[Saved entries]
——

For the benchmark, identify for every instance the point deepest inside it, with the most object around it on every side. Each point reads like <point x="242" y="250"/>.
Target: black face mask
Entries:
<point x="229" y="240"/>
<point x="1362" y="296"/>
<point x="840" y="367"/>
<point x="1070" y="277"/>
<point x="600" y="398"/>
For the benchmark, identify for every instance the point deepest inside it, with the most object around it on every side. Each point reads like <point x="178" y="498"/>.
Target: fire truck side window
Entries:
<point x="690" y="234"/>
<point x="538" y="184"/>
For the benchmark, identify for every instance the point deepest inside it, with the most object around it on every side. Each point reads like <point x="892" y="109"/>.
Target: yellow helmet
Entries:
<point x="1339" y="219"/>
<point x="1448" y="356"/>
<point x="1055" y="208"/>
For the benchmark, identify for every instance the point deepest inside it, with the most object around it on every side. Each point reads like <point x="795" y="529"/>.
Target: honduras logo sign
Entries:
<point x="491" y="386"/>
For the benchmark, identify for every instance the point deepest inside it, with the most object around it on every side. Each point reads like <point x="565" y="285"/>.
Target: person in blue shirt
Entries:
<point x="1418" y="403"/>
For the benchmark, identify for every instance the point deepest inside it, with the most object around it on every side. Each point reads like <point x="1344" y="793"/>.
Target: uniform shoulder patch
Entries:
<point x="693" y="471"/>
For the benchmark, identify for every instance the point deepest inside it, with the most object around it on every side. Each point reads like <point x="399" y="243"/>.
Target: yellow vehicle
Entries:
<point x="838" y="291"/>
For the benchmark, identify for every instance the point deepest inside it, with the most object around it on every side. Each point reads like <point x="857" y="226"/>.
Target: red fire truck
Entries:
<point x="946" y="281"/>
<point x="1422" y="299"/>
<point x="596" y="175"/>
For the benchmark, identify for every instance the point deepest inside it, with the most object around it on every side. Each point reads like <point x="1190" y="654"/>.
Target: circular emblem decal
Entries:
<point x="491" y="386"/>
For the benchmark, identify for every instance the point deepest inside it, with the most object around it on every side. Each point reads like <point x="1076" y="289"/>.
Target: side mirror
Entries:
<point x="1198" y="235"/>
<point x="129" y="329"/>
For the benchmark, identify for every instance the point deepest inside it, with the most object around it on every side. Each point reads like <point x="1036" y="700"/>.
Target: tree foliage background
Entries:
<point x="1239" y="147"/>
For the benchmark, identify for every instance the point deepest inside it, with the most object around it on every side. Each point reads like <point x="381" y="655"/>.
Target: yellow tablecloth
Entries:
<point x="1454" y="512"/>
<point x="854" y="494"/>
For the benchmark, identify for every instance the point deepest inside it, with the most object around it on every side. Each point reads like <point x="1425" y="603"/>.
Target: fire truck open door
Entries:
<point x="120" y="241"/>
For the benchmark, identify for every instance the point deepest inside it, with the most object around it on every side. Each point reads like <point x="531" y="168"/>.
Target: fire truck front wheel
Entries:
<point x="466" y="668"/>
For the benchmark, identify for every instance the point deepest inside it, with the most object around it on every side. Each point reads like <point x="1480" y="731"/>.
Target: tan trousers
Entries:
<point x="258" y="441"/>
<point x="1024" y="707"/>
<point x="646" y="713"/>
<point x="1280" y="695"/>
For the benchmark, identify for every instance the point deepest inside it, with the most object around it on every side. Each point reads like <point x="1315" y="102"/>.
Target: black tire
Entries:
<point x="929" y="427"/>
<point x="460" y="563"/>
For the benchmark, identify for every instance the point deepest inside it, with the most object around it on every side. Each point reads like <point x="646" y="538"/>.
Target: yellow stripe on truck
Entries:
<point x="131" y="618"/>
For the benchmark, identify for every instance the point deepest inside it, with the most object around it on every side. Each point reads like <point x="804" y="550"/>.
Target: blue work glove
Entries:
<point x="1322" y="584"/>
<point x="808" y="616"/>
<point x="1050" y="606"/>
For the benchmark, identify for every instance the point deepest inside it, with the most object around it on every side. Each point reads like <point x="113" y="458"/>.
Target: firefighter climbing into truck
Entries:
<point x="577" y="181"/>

——

**Directions for this task**: Repeat the data in its entirety, character for character.

**Answer for this exercise**:
For the benchmark, identify for every instance the point deepest inside it, with the most object around it on every side. Each point reads like <point x="242" y="250"/>.
Target: black face mask
Entries:
<point x="229" y="240"/>
<point x="1362" y="296"/>
<point x="840" y="367"/>
<point x="1070" y="277"/>
<point x="600" y="398"/>
For the benchmark, identify for every instance the point deepest inside it, with the most object around it on every side. Each point reads like <point x="178" y="498"/>.
Target: fire truck side window
Entries:
<point x="690" y="234"/>
<point x="538" y="184"/>
For the benchmark, identify for every instance the point deepest inside it, with the most object around it on every side. Each point reads like <point x="892" y="109"/>.
Target: yellow helmet
Entries:
<point x="1339" y="219"/>
<point x="1448" y="356"/>
<point x="1055" y="208"/>
For the benchmark, identify for every instance the point deepest inside it, with the most object around it on every side. Each point reads like <point x="795" y="529"/>.
Target: honduras logo sign
Entries:
<point x="491" y="386"/>
For the benchmark, identify for every instance the point deepest inside it, with the most object around it on every side. Each point reads like <point x="565" y="285"/>.
Target: person in blue shirt
Entries:
<point x="1418" y="403"/>
For the benchmark, identify for every instance the point deepest inside it, with the most object around it on every side. Each point reads like <point x="1344" y="793"/>.
Target: uniform shoulder patch
Entries:
<point x="693" y="471"/>
For the benchmark, identify for every instance the point deepest inside it, with the most object around it on every side. Each point reads like <point x="399" y="243"/>.
Target: yellow vehicle
Entries:
<point x="838" y="291"/>
For the benchmark, identify for every instance the point deepest inside it, with the most object around it on every side. Each point reads like <point x="857" y="226"/>.
Target: red fire truck
Entries:
<point x="946" y="281"/>
<point x="1422" y="299"/>
<point x="596" y="175"/>
For the benchmark, identify for every instance the point deepest inside it, with the most object around it on every side. Each point reads like <point x="1190" y="654"/>.
Target: circular emblem decal
Entries:
<point x="491" y="386"/>
For the benchmark, identify for every instance the point deepest inside it, with the most object around it on every side. Each point reads like <point x="1076" y="289"/>.
Target: side mirror
Entries:
<point x="1198" y="235"/>
<point x="129" y="329"/>
For the benchmark, identify for every instance the point deepest inside it, with the most object around it on every side. Each point reads like <point x="1036" y="700"/>.
Target: tree foliage background
Entries:
<point x="1239" y="147"/>
For the benchmark, identify for every instance the point deepest inside it, with the most object around it on every side. Each point reads like <point x="381" y="655"/>.
Target: yellow tablecloth
Entries:
<point x="1454" y="512"/>
<point x="854" y="494"/>
For the benchmark, identify for every instance the point deepest inside it, with the most object around it on every side. Each point reads like <point x="1425" y="603"/>.
Target: fire truck open door
Entries:
<point x="120" y="241"/>
For the benchmark, identify for every instance the point deepest inside it, with the most object around it on every side. Each point reads like <point x="531" y="168"/>.
Target: fire truck front wheel
Entries:
<point x="466" y="668"/>
For the benchmark, identify for every instance the point deepest inside it, with the most object around it on every side. Each point reads like <point x="1480" y="731"/>.
Target: tan trousers
Entries:
<point x="258" y="441"/>
<point x="1024" y="707"/>
<point x="646" y="713"/>
<point x="1280" y="695"/>
For the benchmark, identify for every instance the point deepest inside it, with the most object around it on every side. Each point reads like <point x="1315" y="102"/>.
Target: black tire
Entries:
<point x="929" y="427"/>
<point x="460" y="563"/>
For the benchmark, identify for every instance the point deepest inside it, with the most object around it on every side. Each point reads like <point x="646" y="538"/>.
Target: yellow stripe on truck
Entries:
<point x="131" y="618"/>
For the benchmark, identify for every instance the point deepest inside it, with the most object around it on every side. Each point reads like <point x="804" y="550"/>.
Target: blue work glove
Entries:
<point x="1322" y="584"/>
<point x="808" y="616"/>
<point x="1050" y="606"/>
For the benchmark, identify for every instance the point deepest inside it, with the most object around it on every side. Each point reads like <point x="113" y="458"/>.
Target: firefighter climbing into truck
Entries:
<point x="577" y="181"/>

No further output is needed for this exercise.